Last night, we had dinner out on our back patio for the first time this year. I spent the day cleaning up the yard and it was such a nice place to be in the early evening. When we sat down at the table and Catch asked if she could say something, I prepared to raise my water glass for a toast, but she made the sign of the cross. I folded my hands and tried to ignore the way my body involuntarily tensed up. I can’t recall her exact words, but the sentiment was, “Thank you.”
Thank you for everything we have. We know we have a lot. There’s just one more thing…
It suited us. She talked to god. I threw the sentiment out to the universe.
So, I’ve met (and exceeded) my goal. The same goal the RE set for me in January. We’ve picked a new donor from a different cryobank (also at the request of the RE). The financial end of things has been addressed, and our savings account is ready. I’ve had all of the requested lab work done.
There is nothing left to do but wait. In the meantime, I’m going to keep working my ass off and Catch is going to keep praying to Saint Anne. We make a good team. No matter how the next few months pan out, I am so incredibly grateful to have her on my side.
Catch and I have a tendency to discuss big important topics over a couple of drinks. Saturday, we had planted ourselves at the bar at Island’s with a couple of happy hour mai tais before our movie time (American Hustle—worth seeing primarily because the 70s were not fans of bras) and the next thing you know, we’re talking about big important things while simultaneously stuffing our faces with french fries. (Yeah—I know. Weight Watchers starts again today. Can someone please explain why I weigh 5 lbs less in the kitchen than I do on any other flat surface in my house? Please?)

====================

• _REQUIRED TASKS_
• a. Can you set down, word for word, the part of the blog post that opens with the words containing "There is nothing" and closes with "my house? Please?)"?
• b. Answer these questions from the blog post:
(i) Which saint does Catch keep praying to?
(ii) What drinks did the two of them have at the bar at Island's?
(iii) Which movie were they going to see that Saturday?
The records come from a separate source, not from the blog post.

• _GIVEN DATA_
====================

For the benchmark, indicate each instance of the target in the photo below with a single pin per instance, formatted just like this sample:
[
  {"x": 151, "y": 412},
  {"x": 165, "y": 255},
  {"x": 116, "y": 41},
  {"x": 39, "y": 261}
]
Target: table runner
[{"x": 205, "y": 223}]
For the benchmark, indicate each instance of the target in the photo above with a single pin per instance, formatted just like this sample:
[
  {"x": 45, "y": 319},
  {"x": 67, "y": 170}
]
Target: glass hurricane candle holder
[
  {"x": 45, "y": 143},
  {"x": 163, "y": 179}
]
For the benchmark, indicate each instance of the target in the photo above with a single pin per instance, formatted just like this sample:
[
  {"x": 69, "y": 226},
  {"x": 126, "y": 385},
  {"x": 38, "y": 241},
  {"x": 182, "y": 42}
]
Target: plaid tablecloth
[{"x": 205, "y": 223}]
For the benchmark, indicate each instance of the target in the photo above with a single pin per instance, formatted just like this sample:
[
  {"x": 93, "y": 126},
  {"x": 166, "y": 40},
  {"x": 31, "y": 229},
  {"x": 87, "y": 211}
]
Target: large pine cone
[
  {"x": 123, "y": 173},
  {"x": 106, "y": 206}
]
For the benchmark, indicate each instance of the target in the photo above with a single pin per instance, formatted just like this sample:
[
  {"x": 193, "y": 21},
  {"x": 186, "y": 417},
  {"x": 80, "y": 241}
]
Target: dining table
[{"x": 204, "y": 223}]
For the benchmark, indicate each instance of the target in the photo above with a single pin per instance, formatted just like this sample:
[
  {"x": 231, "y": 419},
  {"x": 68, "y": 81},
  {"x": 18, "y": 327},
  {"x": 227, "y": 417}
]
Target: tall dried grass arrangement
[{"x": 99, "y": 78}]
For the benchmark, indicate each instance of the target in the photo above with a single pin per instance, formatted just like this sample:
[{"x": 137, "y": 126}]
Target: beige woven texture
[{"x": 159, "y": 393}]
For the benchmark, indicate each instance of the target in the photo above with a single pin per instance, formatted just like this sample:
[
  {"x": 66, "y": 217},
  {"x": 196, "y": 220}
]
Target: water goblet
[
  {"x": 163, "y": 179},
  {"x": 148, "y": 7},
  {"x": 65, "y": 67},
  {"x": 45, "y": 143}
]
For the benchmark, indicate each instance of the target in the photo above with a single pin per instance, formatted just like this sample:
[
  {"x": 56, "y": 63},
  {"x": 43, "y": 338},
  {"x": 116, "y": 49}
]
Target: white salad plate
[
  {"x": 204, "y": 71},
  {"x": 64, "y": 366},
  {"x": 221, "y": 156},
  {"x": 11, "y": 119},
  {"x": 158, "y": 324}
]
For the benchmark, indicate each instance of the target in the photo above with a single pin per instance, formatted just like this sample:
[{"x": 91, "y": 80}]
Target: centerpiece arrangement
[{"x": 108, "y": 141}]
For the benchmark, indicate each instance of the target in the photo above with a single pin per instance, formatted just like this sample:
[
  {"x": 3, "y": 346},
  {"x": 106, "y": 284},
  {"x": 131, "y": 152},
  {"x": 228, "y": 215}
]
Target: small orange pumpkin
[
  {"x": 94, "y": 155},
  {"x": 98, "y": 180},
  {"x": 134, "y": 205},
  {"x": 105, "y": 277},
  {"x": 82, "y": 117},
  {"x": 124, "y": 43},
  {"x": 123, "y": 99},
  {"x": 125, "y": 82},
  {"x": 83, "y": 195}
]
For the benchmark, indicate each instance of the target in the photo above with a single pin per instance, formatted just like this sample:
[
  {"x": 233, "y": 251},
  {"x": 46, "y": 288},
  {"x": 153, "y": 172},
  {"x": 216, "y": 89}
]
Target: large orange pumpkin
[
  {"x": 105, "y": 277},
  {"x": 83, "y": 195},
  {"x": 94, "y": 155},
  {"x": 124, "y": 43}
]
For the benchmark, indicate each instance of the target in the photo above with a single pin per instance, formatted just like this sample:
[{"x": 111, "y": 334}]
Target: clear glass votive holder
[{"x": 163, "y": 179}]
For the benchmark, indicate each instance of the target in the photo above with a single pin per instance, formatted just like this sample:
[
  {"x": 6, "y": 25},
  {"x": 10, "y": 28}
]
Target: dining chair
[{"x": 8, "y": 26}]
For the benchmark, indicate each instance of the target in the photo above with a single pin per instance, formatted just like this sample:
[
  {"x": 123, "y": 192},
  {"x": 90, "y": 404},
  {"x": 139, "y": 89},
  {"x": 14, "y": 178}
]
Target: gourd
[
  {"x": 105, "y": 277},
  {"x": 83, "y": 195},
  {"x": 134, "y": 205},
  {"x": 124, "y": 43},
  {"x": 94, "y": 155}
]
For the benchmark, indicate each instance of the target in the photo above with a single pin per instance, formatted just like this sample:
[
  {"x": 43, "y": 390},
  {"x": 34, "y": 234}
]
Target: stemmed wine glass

====================

• _ANSWERS PROVIDED_
• a.
There is nothing left to do but wait. In the meantime, I’m going to keep working my ass off and Catch is going to keep praying to Saint Anne. We make a good team. No matter how the next few months pan out, I am so incredibly grateful to have her on my side.
Catch and I have a tendency to discuss big important topics over a couple of drinks. Saturday, we had planted ourselves at the bar at Island’s with a couple of happy hour mai tais before our movie time (American Hustle—worth seeing primarily because the 70s were not fans of bras) and the next thing you know, we’re talking about big important things while simultaneously stuffing our faces with french fries. (Yeah—I know. Weight Watchers starts again today. Can someone please explain why I weigh 5 lbs less in the kitchen than I do on any other flat surface in my house? Please?)

• b.
(i) Saint Anne
(ii) Happy hour mai tais
(iii) American Hustle